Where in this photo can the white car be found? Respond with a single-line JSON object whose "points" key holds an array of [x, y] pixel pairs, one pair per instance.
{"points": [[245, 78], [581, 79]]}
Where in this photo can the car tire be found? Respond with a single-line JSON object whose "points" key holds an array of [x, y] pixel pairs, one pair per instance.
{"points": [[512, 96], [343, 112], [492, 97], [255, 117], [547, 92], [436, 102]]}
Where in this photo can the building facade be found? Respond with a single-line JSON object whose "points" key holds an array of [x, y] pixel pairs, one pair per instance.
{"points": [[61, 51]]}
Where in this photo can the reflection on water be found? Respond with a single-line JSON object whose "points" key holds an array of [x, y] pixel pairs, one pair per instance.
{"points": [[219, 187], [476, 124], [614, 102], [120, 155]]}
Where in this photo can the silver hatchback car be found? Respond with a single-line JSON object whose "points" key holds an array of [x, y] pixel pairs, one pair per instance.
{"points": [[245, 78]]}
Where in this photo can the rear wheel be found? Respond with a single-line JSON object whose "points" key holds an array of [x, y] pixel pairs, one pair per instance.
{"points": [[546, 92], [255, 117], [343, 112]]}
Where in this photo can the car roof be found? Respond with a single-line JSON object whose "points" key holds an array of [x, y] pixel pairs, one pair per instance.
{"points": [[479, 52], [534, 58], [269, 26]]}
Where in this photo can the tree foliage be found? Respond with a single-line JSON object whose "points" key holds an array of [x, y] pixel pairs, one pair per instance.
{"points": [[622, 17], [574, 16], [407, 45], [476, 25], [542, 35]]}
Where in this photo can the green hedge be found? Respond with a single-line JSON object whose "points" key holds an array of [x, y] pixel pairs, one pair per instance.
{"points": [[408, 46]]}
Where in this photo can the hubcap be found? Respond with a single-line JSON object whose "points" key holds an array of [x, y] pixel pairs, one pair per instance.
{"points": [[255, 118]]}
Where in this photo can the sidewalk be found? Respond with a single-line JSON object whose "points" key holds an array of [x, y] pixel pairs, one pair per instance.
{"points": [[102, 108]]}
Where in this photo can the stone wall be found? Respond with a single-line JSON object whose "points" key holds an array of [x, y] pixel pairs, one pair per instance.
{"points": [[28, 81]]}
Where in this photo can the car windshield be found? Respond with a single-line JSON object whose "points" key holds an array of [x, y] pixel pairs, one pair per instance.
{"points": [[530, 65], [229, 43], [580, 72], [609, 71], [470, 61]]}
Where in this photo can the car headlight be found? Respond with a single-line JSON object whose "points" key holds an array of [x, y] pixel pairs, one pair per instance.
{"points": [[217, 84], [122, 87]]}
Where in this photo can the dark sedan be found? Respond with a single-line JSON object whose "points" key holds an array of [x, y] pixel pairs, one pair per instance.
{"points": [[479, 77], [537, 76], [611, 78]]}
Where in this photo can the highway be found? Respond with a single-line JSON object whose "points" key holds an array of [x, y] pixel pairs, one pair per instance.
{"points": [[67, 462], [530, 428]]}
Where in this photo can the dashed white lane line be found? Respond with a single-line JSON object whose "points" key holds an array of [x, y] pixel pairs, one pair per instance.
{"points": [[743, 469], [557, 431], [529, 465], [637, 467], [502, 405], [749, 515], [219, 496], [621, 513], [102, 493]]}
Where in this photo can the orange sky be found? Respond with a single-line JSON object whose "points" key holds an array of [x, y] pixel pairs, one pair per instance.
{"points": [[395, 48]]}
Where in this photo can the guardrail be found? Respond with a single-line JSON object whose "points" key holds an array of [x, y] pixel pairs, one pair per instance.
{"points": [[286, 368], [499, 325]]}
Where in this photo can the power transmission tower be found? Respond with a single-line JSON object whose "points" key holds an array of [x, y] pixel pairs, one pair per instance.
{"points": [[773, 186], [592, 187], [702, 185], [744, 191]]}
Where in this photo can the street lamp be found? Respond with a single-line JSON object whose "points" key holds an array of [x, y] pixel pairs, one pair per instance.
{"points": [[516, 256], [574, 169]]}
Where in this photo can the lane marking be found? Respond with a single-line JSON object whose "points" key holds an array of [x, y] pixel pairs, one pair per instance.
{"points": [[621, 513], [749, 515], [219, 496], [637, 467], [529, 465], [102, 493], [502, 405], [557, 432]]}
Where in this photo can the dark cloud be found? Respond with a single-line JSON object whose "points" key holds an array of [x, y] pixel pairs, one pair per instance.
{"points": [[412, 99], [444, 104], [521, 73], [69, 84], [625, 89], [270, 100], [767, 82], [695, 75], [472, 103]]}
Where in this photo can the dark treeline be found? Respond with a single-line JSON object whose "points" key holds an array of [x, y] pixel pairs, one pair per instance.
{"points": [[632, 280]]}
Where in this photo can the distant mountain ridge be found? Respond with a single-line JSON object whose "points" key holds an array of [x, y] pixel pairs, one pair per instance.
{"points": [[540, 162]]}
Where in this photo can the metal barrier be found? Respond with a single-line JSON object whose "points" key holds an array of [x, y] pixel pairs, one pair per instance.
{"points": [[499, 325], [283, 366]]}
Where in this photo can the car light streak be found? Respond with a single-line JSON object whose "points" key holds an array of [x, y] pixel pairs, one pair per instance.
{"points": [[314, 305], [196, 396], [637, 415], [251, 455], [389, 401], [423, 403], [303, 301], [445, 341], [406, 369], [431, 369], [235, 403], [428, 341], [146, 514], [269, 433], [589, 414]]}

- - - -

AIM OF THE EXERCISE —
Beginning at the line that contains "Where in this photo can the distant", retype each line of the listing up to and including the last one, exactly as it stands, and nothing else.

TASK RESPONSE —
Where in this photo can the distant mountain ridge be found? Respond with a single-line JSON object whose "points" key holds an array of [x, y] pixel pairs, one pair per instance.
{"points": [[540, 162]]}
Where in this photo can the metal barrier be found? Respond with a single-line JSON object whose "points" key holds an array of [x, y] pixel pairs, one pair per instance.
{"points": [[499, 325], [283, 366]]}
Where in this photo can the car light streak be found? Respond with a single-line JSON object whose "points" key holds an array of [x, y] pixel pairs, one pair per instance.
{"points": [[314, 305], [196, 396], [637, 415], [251, 455], [389, 401], [423, 403], [303, 301], [445, 341], [406, 369], [431, 369], [235, 403], [428, 341], [146, 514], [269, 433], [589, 414]]}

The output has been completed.